— READING TEXT —
______
Categories
Developing & Application Integration

Next-Level S3 Notifications With EventBridge

In this post I will use AWS managed services to enhance my S3 user experience with custom EventBridge notifications that are low cost, quick to set up and perform well at scale.

Table of Contents

Introduction

I’ve been restoring some S3 Glacier Flexible Retrieval objects lately. I use bulk retrievals to reduce costs – these finish within 5–12 hours. However, on a couple of occasions I’ve totally forgotten about them and almost missed the download deadline!

Having recently set up some alerting, I decided to make a similar setup that will trigger emails at key points in the retrieval process, using the following AWS services:

  • S3 for holding the objects and managing the retrieval process
  • EventBridge for receiving events from S3 and looking for patterns
  • SNS for sending notifications to me

The end result will look like this:

Let’s start with SNS.

SNS: The Notifier

I went into detail about Amazon Simple Notification Service (SNS) in my last post about making some security alerts so feel free to read that if some SNS terms are unfamiliar.

Here I want SNS to send me emails, so I start by making a new standard topic called s3-object-restore. I then create a new subscription with an email endpoint and link it to my new topic.

This completes my SNS setup. Next I need to make some changes to one of my S3 buckets.

S3: The Storage

Amazon S3 stores objects in buckets. The properties of a bucket can be customised to complement its intended purpose. For example, the Default Encryption property forces encryption on buckets containing sensitive objects. The Bucket Versioning property protects objects from accidental changes and deletes.

Here I’m interested in the Event Notifications property. This property sends notifications when certain events occur in the bucket. Examples of S3 events include uploads, deletes and, importantly for this use case, restore requests.

S3 can send events to a number of AWS services including, helpfully, EventBridge! This isn’t on by default but is easily enabled in the bucket’s properties:

My bucket will now send events to EventBridge. But what is EventBridge?

EventBridge: The Go-Between

Full disclosure. At first I wasn’t entirely sure what EventBridge was. The AWS description did little to change that:

I tend to uncomplicate topics by abstracting them. Here I found it helpful to think of EventBridge as a bus:

  • Busses provide high-capacity transport between bus stops. The bus is EventBridge.
  • Passengers use the bus to get to where they need to go. The passengers are events.
  • Bus stops are where passengers join or depart the bus. The bus stops are event sources and targets.

In the same way that a bus picks up passengers at one bus stop and drops them off at another, EventBridge receives events from a source and directs them to a target.

Much has been written about EventBridge’s benefits. Rather than spending the next few paragraphs copy/pasting, I will instead suggest the following for further reading:

In this use case, EventBridge’s main advantage is that it is decoupled from S3. This allows one EventBridge Rule to serve many S3 buckets. S3 can send notifications to SNS without EventBridge, but each bucket needs configuring separately so this quickly causes headaches with multiple buckets.

Currently my S3 bucket is already sending events to EventBridge, so let’s create an EventBridge rule for them.

EventBridge Rule: Setting A Pattern & Choosing A Source

Rules allow EventBridge to route events from a source to a target. After naming my new rule s3-object-restore, I need to choose what kind of rule I want:

  • Event Pattern: the rule will be triggered by an event.
______
— WRITTEN INSTRUCTION 1 —
Duplicate the part of the S3 notifications post that opens with the words containing "My bucket will" and closes with "bus is EventBridge.".
— WRITTEN INSTRUCTION 2 —
Write the next part of the S3 notifications post, picking up right after its final line.
The material that comes after this post plays no part in what is asked here.

— INFORMATION PROVIDED —
______
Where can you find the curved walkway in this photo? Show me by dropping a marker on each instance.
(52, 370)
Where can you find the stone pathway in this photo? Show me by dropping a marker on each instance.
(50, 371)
______
— WRITTEN ANSWER 1 —
My bucket will now send events to EventBridge. But what is EventBridge?

EventBridge: The Go-Between

Full disclosure. At first I wasn’t entirely sure what EventBridge was. The AWS description did little to change that:

I tend to uncomplicate topics by abstracting them. Here I found it helpful to think of EventBridge as a bus:

  • Busses provide high-capacity transport between bus stops. The bus is EventBridge.

— WRITTEN ANSWER 2 —
  • Schedule: the rule will be triggered by a schedule.

I select Event Pattern. EventBridge then poses further questions to establish what events to look for:

  • Event Matching Pattern: Do I want to use EventBridge presets or write my own pattern?
  • Service Provider: Are the events coming from an AWS service or a third party?
  • Service Name: What service will be the source of events?

EventBridge will only present options relevant to the previous choices. For example, choosing AWS as Service Provider means that no third party services are available in Service Name.

My choices so far tell EventBrdige that S3 is the event source:

Next up is Event Type. As EventBridge knows the events are coming from S3, the options here are very specific:

I choose Amazon S3 Event Notification.

EventBridge now knows enough to create a rule, and offers the following JSON as an Event Pattern:

{
  "source": ["aws.s3"],
  "detail-type": ["Object Access Tier Changed", "Object ACL Updated", "Object Created", "Object Deleted", "Object Restore Completed", "Object Restore Expired", "Object Restore Initiated", "Object Storage Class Changed", "Object Tags Added", "Object Tags Deleted"]
}

I’m only interested in restores, so I open the Specific Event(s) list and choose the three Object Restore events:

EventBridge then amends the event pattern to:

{
  "source": ["aws.s3"],
  "detail-type": ["Object Restore Completed", "Object Restore Initiated", "Object Restore Expired"]
}

That’s it for the source. Now EventBridge needs to know what to do when it finds something!

EventBridge Rule: Choosing A Target & Configuring Inputs

One of EventBridge’s big selling points is how it interacts with targets. There are already numerous targets, and EventBridge rules can have more than one.

I select SNS Topic as a target then choose my s3-object-restore SNS topic from the list:

This alone is enough for EventBridge to interact with SNS. When I save this EventBridge rule and trigger it by running an S3 object restore, I receive this email:

Although this is technically a success, some factors aren’t ideal:

  • The formatting of the email is hard to read.
  • There’s a lot of information here, most of which is irrelevant.
  • It’s not immediately clear what this email is telling me.

To address this I can use EventBridge’s Configure Input feature to change what is sent to the target. This feature offers four options:

  • Matched Events: EventBridge passes all of the event text to the target. This is the default.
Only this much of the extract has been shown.